[Opening Data section]

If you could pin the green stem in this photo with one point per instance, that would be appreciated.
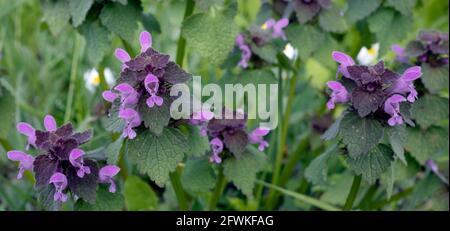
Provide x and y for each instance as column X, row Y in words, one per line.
column 353, row 193
column 5, row 144
column 303, row 198
column 293, row 160
column 175, row 179
column 367, row 200
column 181, row 48
column 218, row 189
column 122, row 161
column 271, row 200
column 73, row 75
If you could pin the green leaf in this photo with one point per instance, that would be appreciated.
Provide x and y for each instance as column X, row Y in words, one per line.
column 206, row 4
column 317, row 170
column 45, row 197
column 7, row 111
column 305, row 38
column 390, row 180
column 139, row 196
column 331, row 20
column 405, row 7
column 98, row 41
column 156, row 118
column 323, row 52
column 121, row 19
column 198, row 144
column 198, row 176
column 424, row 144
column 360, row 9
column 212, row 35
column 389, row 27
column 372, row 164
column 78, row 10
column 397, row 138
column 105, row 201
column 430, row 110
column 113, row 151
column 56, row 14
column 435, row 79
column 157, row 156
column 242, row 171
column 360, row 134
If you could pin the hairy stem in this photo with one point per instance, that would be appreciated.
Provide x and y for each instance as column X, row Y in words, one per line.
column 271, row 200
column 175, row 179
column 73, row 75
column 353, row 193
column 218, row 189
column 5, row 144
column 181, row 48
column 303, row 198
column 293, row 160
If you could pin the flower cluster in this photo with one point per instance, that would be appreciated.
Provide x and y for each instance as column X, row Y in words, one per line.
column 144, row 84
column 228, row 135
column 430, row 47
column 373, row 89
column 259, row 37
column 61, row 161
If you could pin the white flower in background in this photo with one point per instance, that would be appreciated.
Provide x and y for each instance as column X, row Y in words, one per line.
column 290, row 52
column 368, row 56
column 92, row 78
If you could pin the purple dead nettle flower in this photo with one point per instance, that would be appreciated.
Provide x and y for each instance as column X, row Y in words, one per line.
column 339, row 94
column 144, row 84
column 430, row 164
column 430, row 47
column 106, row 174
column 245, row 49
column 59, row 180
column 260, row 36
column 61, row 162
column 230, row 135
column 201, row 119
column 372, row 89
column 276, row 27
column 307, row 9
column 25, row 161
column 217, row 148
column 256, row 137
column 400, row 53
column 392, row 107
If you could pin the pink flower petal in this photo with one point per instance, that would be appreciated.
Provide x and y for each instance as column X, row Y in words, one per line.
column 412, row 73
column 50, row 123
column 122, row 55
column 145, row 39
column 109, row 96
column 25, row 129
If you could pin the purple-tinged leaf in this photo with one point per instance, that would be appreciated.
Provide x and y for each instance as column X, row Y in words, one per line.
column 236, row 142
column 83, row 137
column 367, row 102
column 86, row 187
column 174, row 74
column 44, row 168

[Closing Data section]

*Goal of the exercise*
Copy each line of the data that contains the word "purple".

*Solution to this exercise*
If you could pin the purple dead nettle flower in this photo with one point per instance, that would be appreciated.
If you could pin the purple-tinged leaf in this photo with one point per instance, that would be appreciated.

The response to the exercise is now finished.